Fonte:
╔══

Legge sull’accesso alle informazioni: salvezza o condanna per i giornalisti?
L’omicidio del giornalista slovacco e della sua fidanzata ha a che fare molto probabilmente con l’accesso alle informazioni. Non è raro infatti che le istituzioni che ricevono una richiesta di accesso alle informazioni informino immediatamente chi è oggetto dell’inchiesta giornalistica
(Originariamente pubblicato dal portale di giornalismo investigativo OCCRP , il 12 marzo 2018)
Non appena pubblicata l’ultima inchiesta del loro collega assassinato, il reporter slovacco Jan Kuciak, i suoi colleghi giornalisti si sono concentrati su un’altra importante questione: perché è stato ucciso? E come hanno fatto i suoi assassini a sapere che stava lavorando ad un’inchiesta su di loro?
La prima risposta è semplice. Kuciak e la sua fidanzata sono stati uccisi nella loro casa a fine febbraio da uno o più sicari professionisti. La polizia e i colleghi ritengono che il movente dev’essere stata un’inchiesta a cui stava lavorando o aveva lavorato. Giornalisti e polizia hanno una lista di sospettati e l’indagine è in corso.
La seconda domanda è molto più problematica e la probabile risposta è inquietante: la persona o le persone che hanno ordinato l’uccisione di Kuciak potrebbero aver appreso che stava lavorando ad una storia su di loro a causa di una fuga di notizie da parte di funzionari pubblici. L’origine della soffiata, ritengono i colleghi, potrebbe essere una delle richieste fatte nell’ambito della legge sulla libertà di informazione: uno degli strumenti più preziosi a disposizione dei giornalisti.

╚══

Consegna 1:
Trascriva senza alcuna modifica le righe delle voci, partendo dalla prima e proseguendo fino alla riga che contiene "[[212, 189]]", quest'ultima inclusa. Ometta le immagini.

Dati in ingresso:
╔══

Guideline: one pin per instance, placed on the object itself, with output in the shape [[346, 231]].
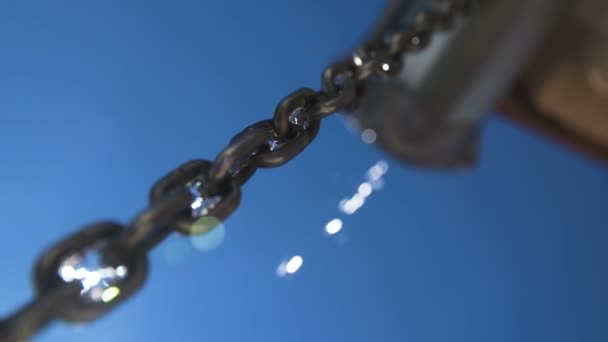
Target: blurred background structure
[[99, 99]]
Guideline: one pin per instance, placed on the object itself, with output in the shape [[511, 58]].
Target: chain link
[[212, 189]]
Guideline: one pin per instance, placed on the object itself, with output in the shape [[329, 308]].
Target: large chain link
[[201, 189]]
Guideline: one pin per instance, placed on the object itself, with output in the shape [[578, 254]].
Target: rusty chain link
[[200, 189]]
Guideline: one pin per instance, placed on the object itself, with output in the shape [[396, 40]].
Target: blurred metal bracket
[[430, 115]]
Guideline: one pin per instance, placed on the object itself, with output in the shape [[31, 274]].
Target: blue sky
[[100, 99]]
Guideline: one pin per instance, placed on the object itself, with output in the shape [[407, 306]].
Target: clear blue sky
[[98, 99]]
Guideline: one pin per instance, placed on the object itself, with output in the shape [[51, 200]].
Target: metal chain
[[197, 195]]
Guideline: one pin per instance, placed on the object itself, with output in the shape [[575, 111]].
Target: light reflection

╚══

Consegna 2:
Riporti tutte le domande dirette, cioè quelle che terminano con il punto interrogativo, presenti nell'articolo, titolo compreso.

Risposta scritta 1:
Guideline: one pin per instance, placed on the object itself, with output in the shape [[346, 231]].
Target: blurred background structure
[[99, 99]]
Guideline: one pin per instance, placed on the object itself, with output in the shape [[511, 58]].
Target: chain link
[[212, 189]]

Risposta scritta 2:
- Legge sull'accesso alle informazioni: salvezza o condanna per i giornalisti?
- perché è stato ucciso?
- E come hanno fatto i suoi assassini a sapere che stava lavorando ad un'inchiesta su di loro?